→ **CONSEGNA**: Riscrivi tutti i record qui sotto sostituendo "Put one point on each instance of" con "Place a point on every instance of" e lasciando invariato tutto il resto. Non includere le immagini nella risposta.

→ **ELENCO**:

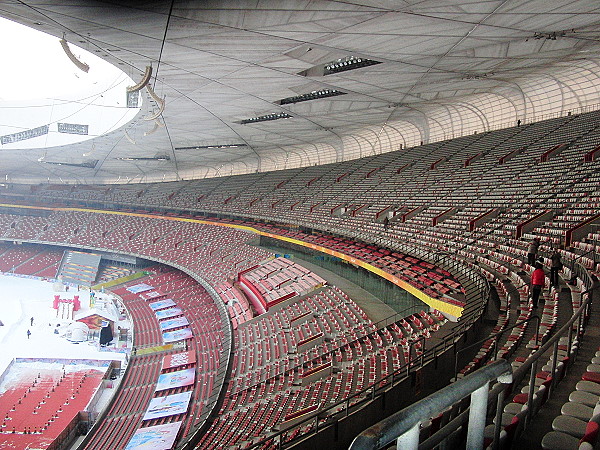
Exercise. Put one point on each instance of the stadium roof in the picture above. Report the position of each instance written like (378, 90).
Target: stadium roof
(245, 86)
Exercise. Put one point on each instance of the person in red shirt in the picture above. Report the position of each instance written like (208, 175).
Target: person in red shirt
(538, 279)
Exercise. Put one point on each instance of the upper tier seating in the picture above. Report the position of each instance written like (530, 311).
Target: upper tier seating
(482, 204)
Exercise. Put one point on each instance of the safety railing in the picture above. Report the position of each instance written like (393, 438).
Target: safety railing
(404, 426)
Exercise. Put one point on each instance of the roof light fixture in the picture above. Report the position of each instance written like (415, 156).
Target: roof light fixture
(348, 63)
(314, 95)
(265, 118)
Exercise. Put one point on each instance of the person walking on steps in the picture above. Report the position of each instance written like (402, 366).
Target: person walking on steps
(538, 279)
(532, 251)
(555, 266)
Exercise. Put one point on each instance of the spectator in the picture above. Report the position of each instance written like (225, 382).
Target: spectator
(538, 279)
(532, 251)
(555, 266)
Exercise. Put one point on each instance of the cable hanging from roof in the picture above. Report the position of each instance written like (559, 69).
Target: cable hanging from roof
(143, 82)
(80, 64)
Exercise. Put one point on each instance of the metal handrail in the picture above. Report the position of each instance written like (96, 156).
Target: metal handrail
(493, 336)
(404, 425)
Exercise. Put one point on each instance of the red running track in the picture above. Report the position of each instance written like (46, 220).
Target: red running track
(37, 410)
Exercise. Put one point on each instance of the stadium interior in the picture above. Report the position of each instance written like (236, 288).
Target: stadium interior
(322, 222)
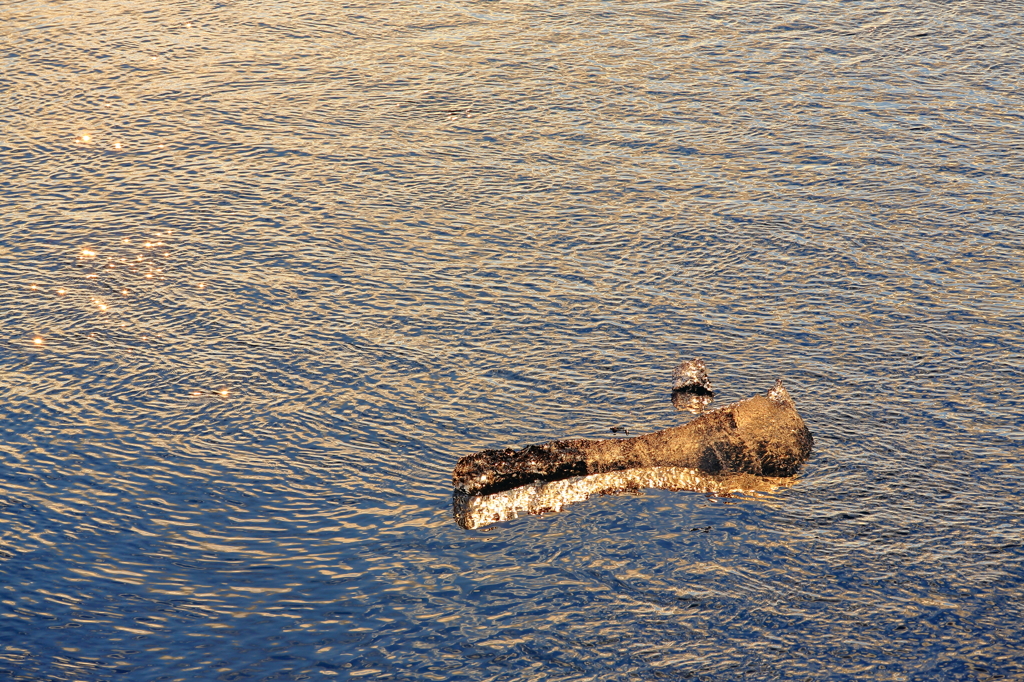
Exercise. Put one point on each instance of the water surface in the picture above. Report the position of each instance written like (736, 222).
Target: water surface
(269, 269)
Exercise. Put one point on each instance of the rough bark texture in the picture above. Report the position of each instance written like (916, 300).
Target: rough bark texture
(762, 435)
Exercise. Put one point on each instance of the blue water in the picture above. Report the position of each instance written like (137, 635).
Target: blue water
(269, 269)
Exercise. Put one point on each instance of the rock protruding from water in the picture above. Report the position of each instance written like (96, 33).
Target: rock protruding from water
(690, 386)
(762, 435)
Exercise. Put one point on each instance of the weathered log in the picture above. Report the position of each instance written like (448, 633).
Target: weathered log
(690, 387)
(762, 435)
(474, 511)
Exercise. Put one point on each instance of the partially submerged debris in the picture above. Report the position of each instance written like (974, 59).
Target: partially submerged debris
(762, 435)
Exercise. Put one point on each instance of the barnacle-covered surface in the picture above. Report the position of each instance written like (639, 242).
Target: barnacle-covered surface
(539, 498)
(762, 435)
(269, 269)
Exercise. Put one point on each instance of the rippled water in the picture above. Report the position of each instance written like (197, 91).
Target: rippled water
(269, 269)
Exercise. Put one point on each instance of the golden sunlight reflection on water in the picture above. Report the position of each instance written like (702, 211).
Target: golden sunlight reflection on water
(273, 268)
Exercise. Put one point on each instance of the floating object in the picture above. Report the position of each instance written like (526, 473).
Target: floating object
(474, 511)
(759, 437)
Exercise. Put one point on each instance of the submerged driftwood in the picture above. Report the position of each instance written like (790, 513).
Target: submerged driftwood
(762, 436)
(474, 511)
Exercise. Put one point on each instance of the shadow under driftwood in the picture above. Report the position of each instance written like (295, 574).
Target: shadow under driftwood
(757, 444)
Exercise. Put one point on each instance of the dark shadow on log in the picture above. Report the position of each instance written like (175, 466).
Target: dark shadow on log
(762, 436)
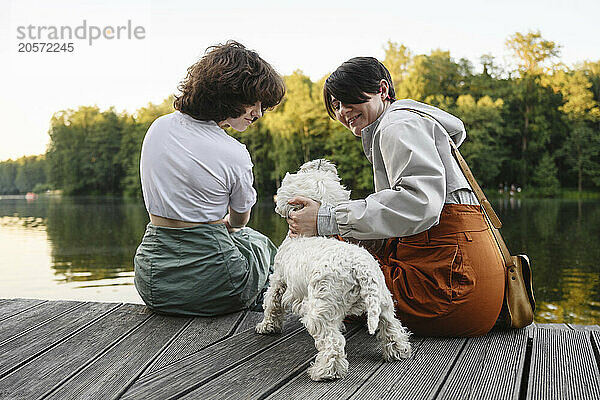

→ **RISULTATO**:
Exercise. Place a point on every instance of the stadium roof in the picture above. Report the position of each instance written like (378, 90).
Target: stadium roof
(245, 86)
Exercise. Place a point on every instance of the person in red shirt in the picture above. Report the position of each instance written like (208, 175).
Target: person in red shirt
(538, 279)
Exercise. Place a point on every instance of the upper tier seating in the picture above. Report the position of each instance written like (530, 311).
Target: upper tier seating
(482, 204)
Exercise. Place a point on every instance of the safety railing in the picture above. Report the position of each instance written like (393, 438).
Target: safety railing
(404, 426)
Exercise. Place a point on every instance of the roof light fixture in the picture above. Report the position of each instance written like (415, 156).
Target: roof light fixture
(348, 63)
(314, 95)
(265, 118)
Exercise. Place a point on every instance of the person walking on steps in the picture above. Report the position of each instance written like (402, 366).
Target: person walking on steps
(538, 279)
(532, 251)
(555, 266)
Exercise. Place a point on every instance of the spectator in the picture above. Report the position of each instance written like (225, 382).
Target: spectator
(538, 279)
(532, 251)
(555, 266)
Exercise. Place a point on every instance of the cable hanging from roof in the picture above. Report the position of each instance written like (559, 69).
Target: cable hanging from roof
(143, 82)
(80, 64)
Exercise. Place a point on every instance of the metal handrail in the picture above. Report the position of each instance written like (96, 156).
Target: metal handrail
(493, 336)
(404, 425)
Exercise. Place a point on every instance of the red running track in the picture above. Report the position of each instance written like (46, 220).
Target: red running track
(37, 410)
Exercise. Place a point on every instance of the stadium interior in the picture above. Report the position of each instance written like (236, 288).
Target: stadium interior
(322, 222)
Exercise. Place a point on every instance of the water surface in the picture above. Report the position of each instance written like (736, 222).
Target: water surface
(269, 269)
Exercise. Place a point on every instance of the rough bark texture in the picture above. Report the position of each instance written like (916, 300).
Target: rough bark texture
(762, 435)
Exercise. Place a point on every instance of the blue water in the picture above. Report the position of each instance written like (137, 635).
Target: blue water
(269, 269)
Exercise. Place a point on every instance of the rock protruding from water in the picture above. Report the position of each instance written like (96, 33).
Target: rock protruding from water
(690, 386)
(762, 435)
Exercise. Place a point on every instance of the weathered log in the picture above. Report the position of each instance written like (448, 633).
Target: weathered log
(690, 387)
(762, 435)
(474, 511)
Exercise. Place a point on every instance of the partially submerged debris in the picture above. Report the position of each instance written like (974, 59).
Target: partially submerged debris
(762, 435)
Exercise. Place a point on every instance of the barnacle-covered surface in the picture above. Report the position of each instance written like (639, 242).
Target: barnacle-covered surface
(539, 498)
(762, 435)
(269, 269)
Exercise. Place a point on every instance of the rippled water in the picture above. Report the position of each instance written like (197, 91).
Target: rippled water
(269, 269)
Exercise. Place a point on every instance of the golden sunlight reflection on water in the picture above. Report the position of each instance written like (702, 211).
Target: golden sunlight reflection on water
(273, 268)
Exercise. Place a point on every instance of the floating object in the picture above. Report the position of each instance written like (526, 473).
Target: floating object
(474, 511)
(759, 437)
Exercise. Place a point on every instance of the submerged driftwood in the picture above. Report the position of each instance written like (790, 513).
Target: submerged driftwood
(762, 436)
(474, 511)
Exercise. Place a point on every instance of the shadow under driftwood in the picture above. Report the position of each instance written like (295, 574).
Target: shadow under driftwood
(757, 444)
Exercise. Place a point on every instance of the dark shadow on log in the picture above. Report the position of each instance written like (175, 466).
Target: dark shadow on log
(762, 436)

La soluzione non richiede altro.